*Goal of the exercise*: In the rows below, reproduce verbatim every line between the line containing "As a warehouse robot's perception module, locate woman's right" and the line containing "634,247,670,278", inclusive.

Saved data entries

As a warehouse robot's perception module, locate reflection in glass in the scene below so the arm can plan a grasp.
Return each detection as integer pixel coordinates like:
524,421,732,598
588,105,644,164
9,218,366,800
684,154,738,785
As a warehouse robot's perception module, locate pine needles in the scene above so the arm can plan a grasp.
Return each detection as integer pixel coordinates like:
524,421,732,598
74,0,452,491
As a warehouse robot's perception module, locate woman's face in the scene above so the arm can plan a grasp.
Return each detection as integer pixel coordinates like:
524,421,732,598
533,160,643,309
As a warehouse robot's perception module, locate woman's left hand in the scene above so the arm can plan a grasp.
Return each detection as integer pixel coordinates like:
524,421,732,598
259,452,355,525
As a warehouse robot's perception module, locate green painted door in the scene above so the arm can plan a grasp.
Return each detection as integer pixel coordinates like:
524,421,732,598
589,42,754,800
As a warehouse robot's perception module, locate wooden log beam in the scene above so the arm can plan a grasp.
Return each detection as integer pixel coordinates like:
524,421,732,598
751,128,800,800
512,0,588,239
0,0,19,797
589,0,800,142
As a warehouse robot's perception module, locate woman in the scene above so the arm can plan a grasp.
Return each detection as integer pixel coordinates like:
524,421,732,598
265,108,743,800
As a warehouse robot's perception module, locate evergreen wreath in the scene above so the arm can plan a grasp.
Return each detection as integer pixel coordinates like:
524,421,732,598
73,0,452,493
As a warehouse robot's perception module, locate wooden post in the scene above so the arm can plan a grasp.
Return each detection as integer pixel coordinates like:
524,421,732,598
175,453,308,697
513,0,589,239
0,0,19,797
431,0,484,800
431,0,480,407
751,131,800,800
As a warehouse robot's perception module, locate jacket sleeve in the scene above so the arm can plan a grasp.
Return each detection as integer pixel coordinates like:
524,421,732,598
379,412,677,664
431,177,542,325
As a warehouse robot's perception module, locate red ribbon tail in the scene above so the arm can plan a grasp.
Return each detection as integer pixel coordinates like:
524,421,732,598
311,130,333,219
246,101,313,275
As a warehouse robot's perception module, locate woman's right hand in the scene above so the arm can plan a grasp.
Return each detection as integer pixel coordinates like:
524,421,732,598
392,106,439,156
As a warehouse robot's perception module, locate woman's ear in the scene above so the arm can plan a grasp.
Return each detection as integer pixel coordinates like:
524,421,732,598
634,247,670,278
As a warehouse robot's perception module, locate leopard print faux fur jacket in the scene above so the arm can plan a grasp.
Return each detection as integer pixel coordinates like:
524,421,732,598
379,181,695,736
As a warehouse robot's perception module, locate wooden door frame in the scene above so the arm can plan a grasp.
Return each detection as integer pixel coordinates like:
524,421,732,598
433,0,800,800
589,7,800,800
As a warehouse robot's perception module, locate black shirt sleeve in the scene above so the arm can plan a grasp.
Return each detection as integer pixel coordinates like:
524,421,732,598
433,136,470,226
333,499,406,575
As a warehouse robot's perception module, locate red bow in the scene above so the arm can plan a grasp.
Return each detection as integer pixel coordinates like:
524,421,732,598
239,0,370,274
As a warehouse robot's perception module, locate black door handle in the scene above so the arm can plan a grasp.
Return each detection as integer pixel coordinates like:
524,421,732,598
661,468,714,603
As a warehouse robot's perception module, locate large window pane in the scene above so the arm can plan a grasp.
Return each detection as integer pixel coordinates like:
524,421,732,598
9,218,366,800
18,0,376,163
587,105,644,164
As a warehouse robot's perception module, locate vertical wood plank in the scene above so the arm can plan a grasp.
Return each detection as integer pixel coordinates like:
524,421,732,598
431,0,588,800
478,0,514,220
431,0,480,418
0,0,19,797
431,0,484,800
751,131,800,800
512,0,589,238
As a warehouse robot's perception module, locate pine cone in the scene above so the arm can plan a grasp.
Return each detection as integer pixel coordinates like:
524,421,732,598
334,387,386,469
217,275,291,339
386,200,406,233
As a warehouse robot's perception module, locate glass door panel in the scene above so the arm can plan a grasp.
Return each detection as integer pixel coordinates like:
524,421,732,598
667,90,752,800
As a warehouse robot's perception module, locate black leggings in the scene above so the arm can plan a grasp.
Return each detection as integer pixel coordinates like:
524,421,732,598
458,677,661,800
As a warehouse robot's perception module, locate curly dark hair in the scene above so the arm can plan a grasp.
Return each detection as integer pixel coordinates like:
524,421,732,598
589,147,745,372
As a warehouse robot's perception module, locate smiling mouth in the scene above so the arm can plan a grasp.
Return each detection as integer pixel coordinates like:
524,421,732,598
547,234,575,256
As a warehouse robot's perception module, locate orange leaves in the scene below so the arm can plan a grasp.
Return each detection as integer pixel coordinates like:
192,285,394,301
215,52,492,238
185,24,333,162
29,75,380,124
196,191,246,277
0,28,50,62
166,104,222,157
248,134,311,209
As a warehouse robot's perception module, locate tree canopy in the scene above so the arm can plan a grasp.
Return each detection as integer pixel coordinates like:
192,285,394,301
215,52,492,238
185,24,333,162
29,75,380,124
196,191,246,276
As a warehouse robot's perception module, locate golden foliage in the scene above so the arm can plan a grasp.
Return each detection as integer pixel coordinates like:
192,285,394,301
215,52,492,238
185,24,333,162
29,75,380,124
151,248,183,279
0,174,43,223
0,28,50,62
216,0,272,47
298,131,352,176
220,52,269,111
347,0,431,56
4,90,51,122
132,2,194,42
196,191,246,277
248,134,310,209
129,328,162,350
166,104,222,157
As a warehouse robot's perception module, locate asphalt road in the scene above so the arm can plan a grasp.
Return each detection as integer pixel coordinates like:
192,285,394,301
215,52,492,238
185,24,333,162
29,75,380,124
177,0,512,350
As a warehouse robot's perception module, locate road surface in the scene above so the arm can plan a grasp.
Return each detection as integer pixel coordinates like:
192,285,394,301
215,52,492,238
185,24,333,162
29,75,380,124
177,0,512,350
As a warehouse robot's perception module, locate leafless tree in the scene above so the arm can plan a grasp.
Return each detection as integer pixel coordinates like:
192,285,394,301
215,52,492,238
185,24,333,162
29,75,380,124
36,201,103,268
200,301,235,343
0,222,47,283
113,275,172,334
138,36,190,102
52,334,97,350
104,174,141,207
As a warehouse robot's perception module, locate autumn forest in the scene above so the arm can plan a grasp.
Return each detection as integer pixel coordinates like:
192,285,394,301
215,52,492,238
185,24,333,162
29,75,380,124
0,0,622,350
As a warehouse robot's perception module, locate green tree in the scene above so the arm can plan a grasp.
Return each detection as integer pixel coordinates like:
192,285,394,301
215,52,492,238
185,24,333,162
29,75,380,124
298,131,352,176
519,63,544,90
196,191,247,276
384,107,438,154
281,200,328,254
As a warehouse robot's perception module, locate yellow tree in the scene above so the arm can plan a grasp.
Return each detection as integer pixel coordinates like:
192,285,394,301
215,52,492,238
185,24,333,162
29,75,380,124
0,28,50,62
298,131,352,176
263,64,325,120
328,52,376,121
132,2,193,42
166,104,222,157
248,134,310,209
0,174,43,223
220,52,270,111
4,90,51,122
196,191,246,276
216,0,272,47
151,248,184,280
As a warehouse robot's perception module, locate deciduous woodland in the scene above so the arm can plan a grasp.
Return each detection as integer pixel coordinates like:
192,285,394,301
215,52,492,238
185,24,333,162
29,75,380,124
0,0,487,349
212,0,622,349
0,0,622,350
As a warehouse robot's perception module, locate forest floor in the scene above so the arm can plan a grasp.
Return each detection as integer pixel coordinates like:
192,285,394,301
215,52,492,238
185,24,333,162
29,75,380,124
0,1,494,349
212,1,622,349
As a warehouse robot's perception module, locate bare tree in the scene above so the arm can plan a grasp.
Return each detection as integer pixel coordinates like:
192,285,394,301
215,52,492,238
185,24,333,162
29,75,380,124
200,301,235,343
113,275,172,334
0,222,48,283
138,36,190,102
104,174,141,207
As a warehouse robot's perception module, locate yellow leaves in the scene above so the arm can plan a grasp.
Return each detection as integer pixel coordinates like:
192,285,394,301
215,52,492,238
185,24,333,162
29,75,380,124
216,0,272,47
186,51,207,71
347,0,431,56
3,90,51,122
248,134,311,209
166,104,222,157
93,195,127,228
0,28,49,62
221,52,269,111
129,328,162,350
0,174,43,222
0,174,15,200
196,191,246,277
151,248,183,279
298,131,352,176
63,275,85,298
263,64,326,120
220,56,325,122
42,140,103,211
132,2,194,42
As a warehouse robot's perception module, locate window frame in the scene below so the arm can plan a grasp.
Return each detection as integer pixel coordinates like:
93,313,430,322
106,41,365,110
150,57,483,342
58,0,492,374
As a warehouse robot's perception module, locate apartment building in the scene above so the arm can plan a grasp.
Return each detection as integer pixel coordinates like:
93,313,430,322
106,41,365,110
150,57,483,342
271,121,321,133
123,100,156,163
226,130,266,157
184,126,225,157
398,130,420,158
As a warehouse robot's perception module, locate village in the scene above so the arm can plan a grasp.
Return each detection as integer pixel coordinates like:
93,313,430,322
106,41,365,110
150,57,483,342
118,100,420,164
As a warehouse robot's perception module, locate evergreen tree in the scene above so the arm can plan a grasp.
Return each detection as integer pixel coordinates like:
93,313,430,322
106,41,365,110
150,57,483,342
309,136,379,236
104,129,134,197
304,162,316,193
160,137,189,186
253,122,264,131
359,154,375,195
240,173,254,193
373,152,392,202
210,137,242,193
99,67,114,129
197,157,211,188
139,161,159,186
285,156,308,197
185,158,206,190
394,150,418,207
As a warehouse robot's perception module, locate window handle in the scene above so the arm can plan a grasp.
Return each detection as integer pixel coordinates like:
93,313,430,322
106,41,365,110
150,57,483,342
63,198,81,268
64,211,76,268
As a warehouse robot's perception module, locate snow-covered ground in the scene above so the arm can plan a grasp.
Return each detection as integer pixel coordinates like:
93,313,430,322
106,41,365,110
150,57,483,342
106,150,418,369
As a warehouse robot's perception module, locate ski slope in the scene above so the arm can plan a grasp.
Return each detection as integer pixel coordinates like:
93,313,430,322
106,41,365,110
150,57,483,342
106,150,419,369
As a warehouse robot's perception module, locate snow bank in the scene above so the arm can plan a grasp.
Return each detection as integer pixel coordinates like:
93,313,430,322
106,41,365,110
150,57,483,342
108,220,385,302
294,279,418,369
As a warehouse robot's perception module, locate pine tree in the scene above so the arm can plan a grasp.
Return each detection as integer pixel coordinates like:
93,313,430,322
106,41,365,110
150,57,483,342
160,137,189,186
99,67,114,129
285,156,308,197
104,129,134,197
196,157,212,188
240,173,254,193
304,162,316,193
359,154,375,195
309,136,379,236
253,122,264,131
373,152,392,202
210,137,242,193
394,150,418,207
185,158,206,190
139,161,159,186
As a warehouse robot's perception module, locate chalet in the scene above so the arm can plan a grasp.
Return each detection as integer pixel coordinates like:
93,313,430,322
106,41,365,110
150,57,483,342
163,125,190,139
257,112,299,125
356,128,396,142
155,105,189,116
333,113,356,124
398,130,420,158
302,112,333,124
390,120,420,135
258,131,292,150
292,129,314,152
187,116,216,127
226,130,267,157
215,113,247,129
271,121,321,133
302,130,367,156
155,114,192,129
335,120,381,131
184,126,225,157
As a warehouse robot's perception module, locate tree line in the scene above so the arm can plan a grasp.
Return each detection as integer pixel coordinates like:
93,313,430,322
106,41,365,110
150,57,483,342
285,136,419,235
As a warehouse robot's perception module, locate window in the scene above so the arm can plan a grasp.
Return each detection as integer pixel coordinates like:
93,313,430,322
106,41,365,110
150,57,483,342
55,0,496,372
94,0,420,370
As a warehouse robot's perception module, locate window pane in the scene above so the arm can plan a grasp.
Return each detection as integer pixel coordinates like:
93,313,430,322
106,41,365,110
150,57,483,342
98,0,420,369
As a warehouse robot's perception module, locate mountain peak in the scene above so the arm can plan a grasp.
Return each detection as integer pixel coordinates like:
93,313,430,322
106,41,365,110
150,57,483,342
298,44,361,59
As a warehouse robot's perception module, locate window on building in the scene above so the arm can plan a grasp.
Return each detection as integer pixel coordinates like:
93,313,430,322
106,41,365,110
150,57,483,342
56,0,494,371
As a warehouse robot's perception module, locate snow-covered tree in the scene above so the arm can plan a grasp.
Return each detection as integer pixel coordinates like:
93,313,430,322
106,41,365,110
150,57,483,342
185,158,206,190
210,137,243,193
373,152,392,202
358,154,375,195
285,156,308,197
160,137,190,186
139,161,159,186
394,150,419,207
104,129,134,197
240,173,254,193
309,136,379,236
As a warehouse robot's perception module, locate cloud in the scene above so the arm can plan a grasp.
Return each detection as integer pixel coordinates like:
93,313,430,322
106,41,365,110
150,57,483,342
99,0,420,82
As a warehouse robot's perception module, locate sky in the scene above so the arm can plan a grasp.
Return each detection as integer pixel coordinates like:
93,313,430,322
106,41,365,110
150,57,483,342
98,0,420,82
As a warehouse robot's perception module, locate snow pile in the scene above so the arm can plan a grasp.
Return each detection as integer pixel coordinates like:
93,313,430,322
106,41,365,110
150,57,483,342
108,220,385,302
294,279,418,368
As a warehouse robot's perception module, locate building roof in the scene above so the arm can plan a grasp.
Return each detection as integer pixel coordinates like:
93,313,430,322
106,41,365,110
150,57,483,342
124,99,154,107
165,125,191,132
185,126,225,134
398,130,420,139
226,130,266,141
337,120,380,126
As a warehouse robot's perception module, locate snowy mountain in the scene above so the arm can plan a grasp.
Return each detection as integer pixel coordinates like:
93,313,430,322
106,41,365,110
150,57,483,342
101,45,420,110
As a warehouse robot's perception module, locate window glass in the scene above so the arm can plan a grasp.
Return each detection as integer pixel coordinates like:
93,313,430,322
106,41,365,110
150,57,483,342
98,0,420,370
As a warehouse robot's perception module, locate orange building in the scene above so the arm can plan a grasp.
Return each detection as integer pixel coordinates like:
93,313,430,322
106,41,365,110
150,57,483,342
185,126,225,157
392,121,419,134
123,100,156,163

*Result below*:
As a warehouse robot's perception module, locate woman's right hand in the scene above so the arm can plan a grasp.
Return each detection as integer pixel coordinates like:
524,421,732,598
392,106,439,156
As a warehouse robot's perception module, locate woman's ear in the scene above so the arm can plan a grasp.
Return each detection as integer pixel coordinates like:
524,421,732,598
634,247,670,278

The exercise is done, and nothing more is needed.